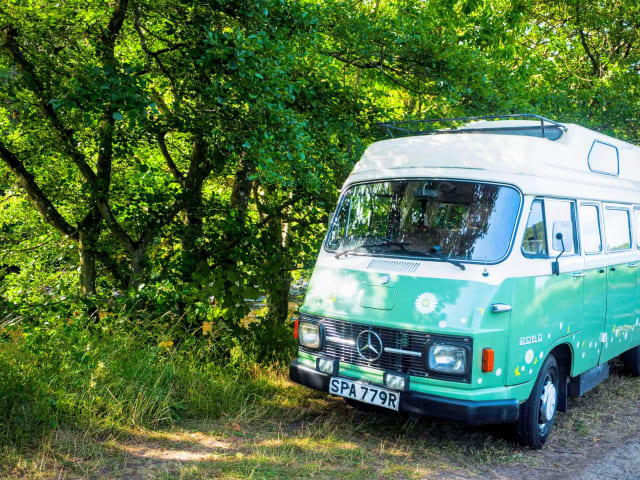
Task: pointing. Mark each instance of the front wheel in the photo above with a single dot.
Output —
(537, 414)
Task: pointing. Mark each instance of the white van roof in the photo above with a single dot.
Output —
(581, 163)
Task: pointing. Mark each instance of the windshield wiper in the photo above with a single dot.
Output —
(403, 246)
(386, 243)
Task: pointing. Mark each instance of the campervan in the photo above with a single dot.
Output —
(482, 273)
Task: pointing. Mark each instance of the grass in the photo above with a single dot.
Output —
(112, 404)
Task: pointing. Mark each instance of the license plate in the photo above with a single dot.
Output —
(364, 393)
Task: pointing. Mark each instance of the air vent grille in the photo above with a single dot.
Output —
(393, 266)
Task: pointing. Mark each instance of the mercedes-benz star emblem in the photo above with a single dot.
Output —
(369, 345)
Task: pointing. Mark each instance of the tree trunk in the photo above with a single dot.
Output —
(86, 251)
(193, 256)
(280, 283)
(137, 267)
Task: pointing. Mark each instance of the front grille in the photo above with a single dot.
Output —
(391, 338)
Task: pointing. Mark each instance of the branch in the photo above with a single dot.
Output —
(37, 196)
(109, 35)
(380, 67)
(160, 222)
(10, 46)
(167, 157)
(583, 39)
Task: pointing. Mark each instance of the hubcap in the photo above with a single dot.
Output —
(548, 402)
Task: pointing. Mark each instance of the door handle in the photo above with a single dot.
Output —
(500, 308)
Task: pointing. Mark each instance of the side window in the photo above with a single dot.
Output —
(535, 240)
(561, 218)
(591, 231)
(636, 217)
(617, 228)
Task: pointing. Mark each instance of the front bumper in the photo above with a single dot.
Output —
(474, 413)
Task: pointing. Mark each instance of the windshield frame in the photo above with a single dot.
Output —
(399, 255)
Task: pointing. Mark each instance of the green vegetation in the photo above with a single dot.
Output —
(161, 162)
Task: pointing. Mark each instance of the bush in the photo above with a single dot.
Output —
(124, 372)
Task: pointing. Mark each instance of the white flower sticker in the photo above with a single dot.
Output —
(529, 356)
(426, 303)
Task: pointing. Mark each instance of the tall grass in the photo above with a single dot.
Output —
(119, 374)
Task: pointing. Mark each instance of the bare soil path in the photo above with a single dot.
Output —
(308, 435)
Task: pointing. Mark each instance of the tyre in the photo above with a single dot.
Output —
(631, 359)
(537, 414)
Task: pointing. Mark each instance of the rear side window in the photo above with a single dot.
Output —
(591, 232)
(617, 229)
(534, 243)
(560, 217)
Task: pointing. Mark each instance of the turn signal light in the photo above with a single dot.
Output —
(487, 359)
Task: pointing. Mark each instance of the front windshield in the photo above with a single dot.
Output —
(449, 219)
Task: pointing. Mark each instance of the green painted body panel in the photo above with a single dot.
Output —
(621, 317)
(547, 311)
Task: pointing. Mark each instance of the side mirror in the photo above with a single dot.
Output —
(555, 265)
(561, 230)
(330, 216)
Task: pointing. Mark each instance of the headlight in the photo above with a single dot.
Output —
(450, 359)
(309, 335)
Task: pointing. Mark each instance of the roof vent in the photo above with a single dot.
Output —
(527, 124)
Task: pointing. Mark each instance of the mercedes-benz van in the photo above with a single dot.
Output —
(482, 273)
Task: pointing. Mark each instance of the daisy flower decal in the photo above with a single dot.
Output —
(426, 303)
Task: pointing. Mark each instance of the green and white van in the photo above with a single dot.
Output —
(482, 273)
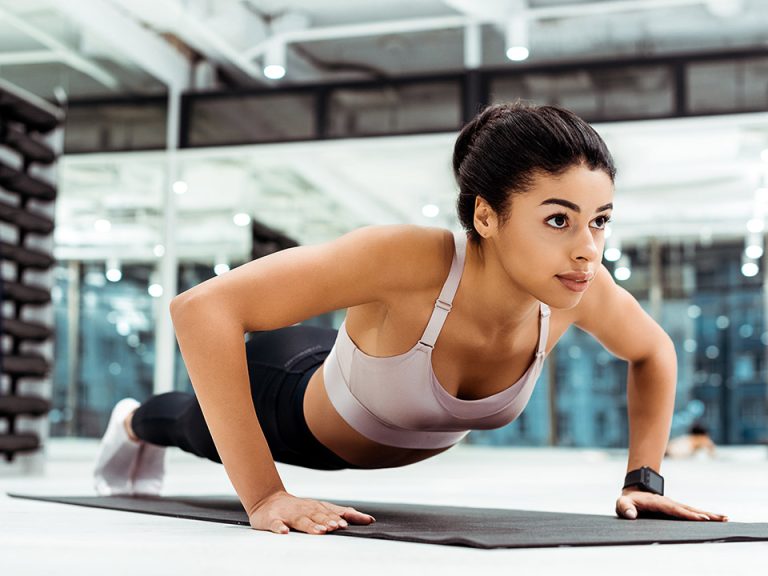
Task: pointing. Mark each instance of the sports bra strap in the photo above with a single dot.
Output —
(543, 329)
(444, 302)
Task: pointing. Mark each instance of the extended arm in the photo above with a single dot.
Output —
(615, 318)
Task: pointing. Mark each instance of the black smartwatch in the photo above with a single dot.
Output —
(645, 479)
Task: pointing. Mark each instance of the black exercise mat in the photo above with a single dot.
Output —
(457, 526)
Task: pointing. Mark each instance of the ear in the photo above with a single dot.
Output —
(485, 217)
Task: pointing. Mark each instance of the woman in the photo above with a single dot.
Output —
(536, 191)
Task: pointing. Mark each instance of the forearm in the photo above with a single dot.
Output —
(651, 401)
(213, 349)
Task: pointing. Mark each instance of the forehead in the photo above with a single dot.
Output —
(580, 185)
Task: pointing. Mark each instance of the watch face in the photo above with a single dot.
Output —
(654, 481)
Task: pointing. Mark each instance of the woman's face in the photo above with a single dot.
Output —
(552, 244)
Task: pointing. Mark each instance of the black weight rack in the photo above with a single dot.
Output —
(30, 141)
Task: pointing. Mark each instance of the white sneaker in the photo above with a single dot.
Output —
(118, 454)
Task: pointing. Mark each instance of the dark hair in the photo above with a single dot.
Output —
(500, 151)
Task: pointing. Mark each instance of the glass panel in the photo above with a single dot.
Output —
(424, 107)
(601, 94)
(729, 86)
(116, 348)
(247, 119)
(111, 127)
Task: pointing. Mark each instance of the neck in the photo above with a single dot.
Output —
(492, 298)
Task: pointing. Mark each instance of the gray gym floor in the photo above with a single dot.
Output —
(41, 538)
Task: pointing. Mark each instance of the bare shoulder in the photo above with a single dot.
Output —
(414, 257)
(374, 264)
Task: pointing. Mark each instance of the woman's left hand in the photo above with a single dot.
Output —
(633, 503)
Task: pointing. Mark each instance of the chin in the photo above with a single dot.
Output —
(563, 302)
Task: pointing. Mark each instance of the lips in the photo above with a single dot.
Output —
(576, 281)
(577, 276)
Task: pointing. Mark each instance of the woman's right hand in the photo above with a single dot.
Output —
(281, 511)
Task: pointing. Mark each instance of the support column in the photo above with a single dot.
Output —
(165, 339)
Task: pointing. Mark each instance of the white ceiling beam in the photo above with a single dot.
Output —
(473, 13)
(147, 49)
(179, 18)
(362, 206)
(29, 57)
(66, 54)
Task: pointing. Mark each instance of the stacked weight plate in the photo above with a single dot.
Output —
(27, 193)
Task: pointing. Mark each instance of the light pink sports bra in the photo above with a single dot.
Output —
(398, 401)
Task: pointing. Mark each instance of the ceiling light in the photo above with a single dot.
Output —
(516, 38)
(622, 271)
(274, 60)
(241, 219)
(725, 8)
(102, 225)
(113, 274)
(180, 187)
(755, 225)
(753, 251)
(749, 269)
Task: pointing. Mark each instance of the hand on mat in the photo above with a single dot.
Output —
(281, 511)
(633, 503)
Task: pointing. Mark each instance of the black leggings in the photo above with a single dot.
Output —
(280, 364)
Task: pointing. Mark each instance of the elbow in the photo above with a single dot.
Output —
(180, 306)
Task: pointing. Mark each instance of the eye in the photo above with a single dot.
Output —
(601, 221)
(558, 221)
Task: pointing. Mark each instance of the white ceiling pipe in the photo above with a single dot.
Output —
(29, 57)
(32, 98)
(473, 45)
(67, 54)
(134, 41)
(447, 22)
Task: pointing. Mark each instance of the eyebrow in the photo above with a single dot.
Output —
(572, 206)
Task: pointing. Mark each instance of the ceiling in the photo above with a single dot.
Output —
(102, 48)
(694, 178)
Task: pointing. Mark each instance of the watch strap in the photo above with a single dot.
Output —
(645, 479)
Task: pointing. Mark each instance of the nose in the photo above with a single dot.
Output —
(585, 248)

==

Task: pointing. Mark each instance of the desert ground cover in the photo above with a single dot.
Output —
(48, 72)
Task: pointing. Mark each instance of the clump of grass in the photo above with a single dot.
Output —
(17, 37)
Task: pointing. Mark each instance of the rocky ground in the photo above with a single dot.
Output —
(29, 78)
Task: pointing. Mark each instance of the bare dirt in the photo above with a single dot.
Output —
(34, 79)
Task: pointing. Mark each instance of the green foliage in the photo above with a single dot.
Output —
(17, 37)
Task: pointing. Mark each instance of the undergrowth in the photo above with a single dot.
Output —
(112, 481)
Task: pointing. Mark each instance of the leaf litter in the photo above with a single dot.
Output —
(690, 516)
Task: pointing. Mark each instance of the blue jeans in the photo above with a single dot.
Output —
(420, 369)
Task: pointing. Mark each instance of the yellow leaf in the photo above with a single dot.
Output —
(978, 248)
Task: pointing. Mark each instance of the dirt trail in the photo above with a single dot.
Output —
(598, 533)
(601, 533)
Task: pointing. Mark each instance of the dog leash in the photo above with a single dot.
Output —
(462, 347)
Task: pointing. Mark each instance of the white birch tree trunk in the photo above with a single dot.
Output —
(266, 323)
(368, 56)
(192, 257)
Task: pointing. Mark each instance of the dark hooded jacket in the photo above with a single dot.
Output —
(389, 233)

...

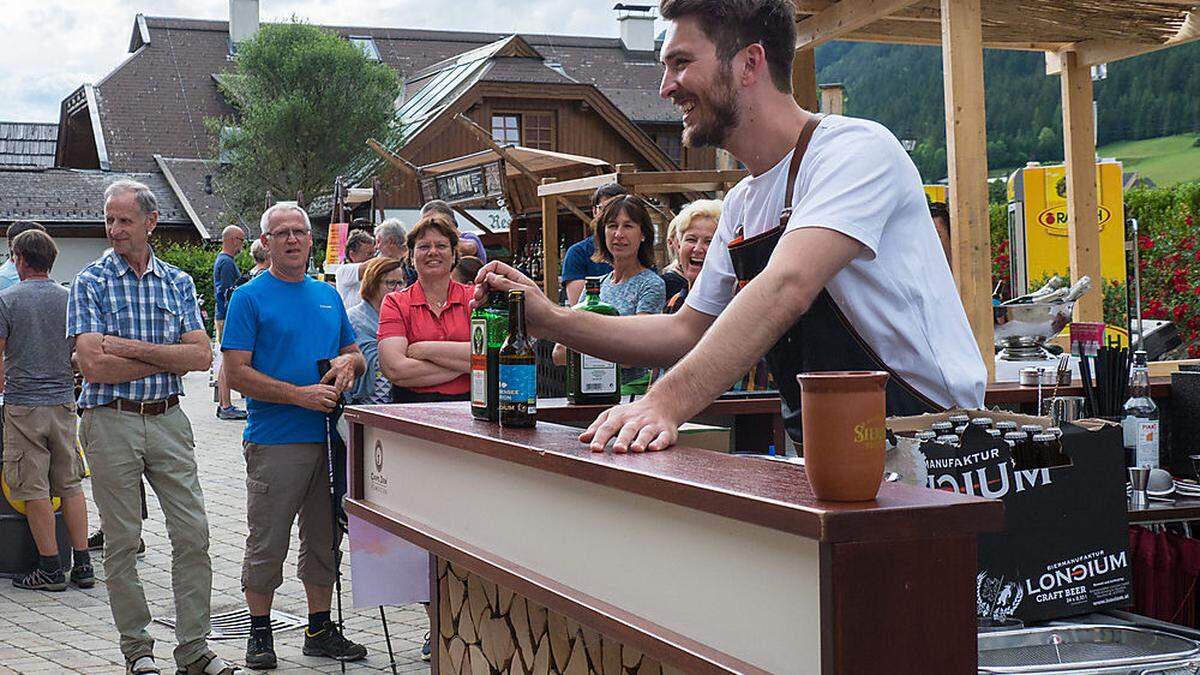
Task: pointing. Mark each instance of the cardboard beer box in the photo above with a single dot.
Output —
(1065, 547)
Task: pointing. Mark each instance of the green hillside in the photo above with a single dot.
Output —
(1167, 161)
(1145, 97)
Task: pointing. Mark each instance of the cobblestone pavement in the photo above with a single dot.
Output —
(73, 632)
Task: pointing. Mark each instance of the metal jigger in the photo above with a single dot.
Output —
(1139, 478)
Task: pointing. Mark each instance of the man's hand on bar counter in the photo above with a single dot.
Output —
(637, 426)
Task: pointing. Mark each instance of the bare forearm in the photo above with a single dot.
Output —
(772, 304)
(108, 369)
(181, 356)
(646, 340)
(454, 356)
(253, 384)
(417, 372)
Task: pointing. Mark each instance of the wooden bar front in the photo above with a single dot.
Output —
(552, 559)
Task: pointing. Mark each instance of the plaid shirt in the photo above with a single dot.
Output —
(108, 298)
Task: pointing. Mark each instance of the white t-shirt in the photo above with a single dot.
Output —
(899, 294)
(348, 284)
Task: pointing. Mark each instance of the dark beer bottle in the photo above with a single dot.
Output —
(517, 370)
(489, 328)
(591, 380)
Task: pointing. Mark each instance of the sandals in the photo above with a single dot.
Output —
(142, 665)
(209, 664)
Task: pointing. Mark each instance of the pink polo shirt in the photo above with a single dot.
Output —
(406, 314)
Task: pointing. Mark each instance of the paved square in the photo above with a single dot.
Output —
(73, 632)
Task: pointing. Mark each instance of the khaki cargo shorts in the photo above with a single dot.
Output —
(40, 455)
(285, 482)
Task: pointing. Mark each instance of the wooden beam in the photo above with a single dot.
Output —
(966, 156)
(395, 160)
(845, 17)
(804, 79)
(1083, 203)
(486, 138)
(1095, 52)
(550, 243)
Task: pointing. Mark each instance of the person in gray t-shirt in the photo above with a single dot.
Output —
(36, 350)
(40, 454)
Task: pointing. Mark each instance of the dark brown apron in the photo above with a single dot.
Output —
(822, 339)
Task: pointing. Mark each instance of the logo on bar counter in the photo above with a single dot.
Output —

■ TASK DIRECTIONS ■
Check the data for the word "black" and pull out the lines that have it.

■ RESULT BELOW ■
Task: pointing. Mark each instance of the black smartwatch in the photo above with a single dot.
Task: pointing. Mark each instance of the black exercise mat in the photo above with a single dot.
Task: pointing. Mark each instance of the black weight rack in the photo above with a single dot.
Task: pointing. Mark each instance of the black leggings in the photo above with a single dot.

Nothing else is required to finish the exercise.